** Start SOURCE RECORDS **

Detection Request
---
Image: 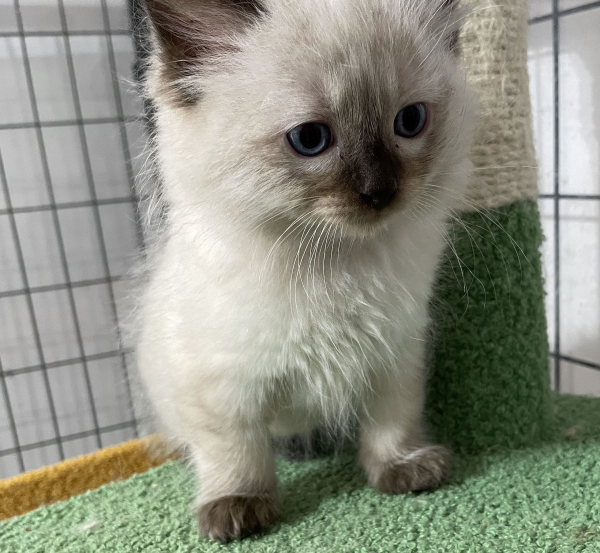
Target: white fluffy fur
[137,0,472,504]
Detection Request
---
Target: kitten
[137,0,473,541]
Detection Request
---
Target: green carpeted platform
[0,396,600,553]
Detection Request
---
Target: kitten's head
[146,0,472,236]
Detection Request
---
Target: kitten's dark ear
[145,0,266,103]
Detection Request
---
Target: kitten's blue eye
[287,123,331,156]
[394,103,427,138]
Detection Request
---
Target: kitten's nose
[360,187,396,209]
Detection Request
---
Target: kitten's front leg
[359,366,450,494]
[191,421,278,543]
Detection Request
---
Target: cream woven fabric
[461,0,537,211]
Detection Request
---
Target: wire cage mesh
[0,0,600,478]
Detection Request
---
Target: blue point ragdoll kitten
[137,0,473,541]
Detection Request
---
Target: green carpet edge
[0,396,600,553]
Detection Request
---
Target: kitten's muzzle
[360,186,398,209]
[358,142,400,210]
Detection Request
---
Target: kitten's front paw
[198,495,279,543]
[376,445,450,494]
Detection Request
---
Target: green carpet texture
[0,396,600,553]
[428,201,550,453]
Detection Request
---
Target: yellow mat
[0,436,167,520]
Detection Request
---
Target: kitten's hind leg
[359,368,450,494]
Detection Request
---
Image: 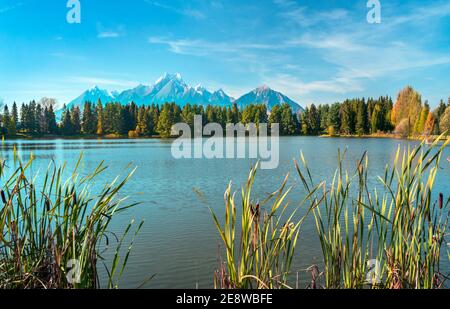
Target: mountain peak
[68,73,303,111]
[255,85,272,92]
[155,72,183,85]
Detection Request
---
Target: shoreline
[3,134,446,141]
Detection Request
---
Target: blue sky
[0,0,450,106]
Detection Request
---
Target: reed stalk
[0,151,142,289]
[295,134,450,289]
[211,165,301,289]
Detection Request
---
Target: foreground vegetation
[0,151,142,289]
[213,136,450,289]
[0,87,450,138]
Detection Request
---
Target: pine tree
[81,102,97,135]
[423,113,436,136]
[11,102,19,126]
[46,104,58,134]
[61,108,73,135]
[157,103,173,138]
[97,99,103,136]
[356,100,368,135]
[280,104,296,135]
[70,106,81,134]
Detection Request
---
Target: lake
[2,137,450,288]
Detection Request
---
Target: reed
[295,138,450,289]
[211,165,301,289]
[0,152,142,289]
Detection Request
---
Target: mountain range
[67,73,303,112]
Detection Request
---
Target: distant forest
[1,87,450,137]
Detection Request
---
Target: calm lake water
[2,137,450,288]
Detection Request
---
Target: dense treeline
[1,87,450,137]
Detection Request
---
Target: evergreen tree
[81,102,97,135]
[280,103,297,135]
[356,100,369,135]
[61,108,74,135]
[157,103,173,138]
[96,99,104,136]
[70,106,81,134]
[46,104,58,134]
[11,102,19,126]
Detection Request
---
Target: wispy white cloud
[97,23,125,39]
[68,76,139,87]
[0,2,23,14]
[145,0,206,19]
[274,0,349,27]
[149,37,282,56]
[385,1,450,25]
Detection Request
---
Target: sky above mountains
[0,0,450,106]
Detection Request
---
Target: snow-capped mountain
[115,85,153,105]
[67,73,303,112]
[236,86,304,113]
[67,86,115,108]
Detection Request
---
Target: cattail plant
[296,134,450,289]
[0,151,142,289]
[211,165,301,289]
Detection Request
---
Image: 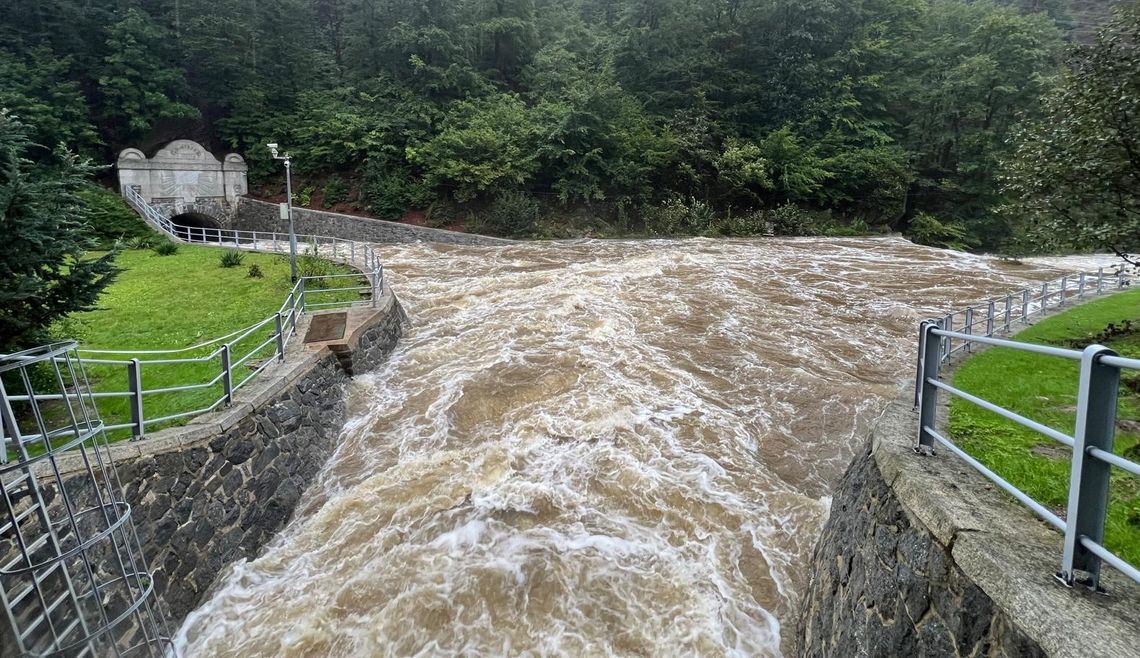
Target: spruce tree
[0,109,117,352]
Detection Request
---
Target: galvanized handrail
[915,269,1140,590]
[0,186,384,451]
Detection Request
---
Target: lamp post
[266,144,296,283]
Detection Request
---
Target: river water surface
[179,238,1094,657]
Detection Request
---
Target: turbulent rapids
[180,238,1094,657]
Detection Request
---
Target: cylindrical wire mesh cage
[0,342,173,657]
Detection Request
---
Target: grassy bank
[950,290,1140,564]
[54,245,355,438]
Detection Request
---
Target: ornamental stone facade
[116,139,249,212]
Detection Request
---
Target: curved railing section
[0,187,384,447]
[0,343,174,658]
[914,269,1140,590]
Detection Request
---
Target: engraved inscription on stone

** End SOURCE RECORDS **

* **WORK TO COMPLETE**
Reproduce the data word for word, from its first line up to and including the line with "[428,201,550,453]". Leave the pictures out.

* **RESULT OF THE EXERCISE**
Detection Request
---
Image: 
Target: white fluffy fur
[137,0,472,504]
Detection Request
---
Target: kitten
[137,0,473,541]
Detection Request
---
Target: green carpeted platform
[0,396,600,553]
Detection Request
---
Target: kitten's head
[146,0,472,236]
Detection Request
---
Target: kitten's dark ear
[145,0,266,103]
Detection Request
---
Target: kitten's blue eye
[287,123,331,156]
[394,103,427,138]
Detection Request
---
Target: kitten's nose
[360,187,396,209]
Detection Request
---
Target: kitten's front leg
[359,366,450,494]
[191,421,278,543]
Detection Request
---
Target: cream woven fabric
[461,0,537,211]
Detection Request
---
Target: wire cage mesh
[0,0,600,478]
Detection Request
---
Target: blue point ragdoll kitten
[137,0,473,541]
Detection Request
---
Target: green carpet edge
[0,396,600,553]
Detection Request
---
Target: kitten's muzzle
[360,186,398,209]
[358,142,400,210]
Detection Request
---
Target: kitten's front paw
[198,495,279,543]
[376,445,450,494]
Detection Request
---
Target: green carpet texture
[0,396,600,553]
[428,201,550,453]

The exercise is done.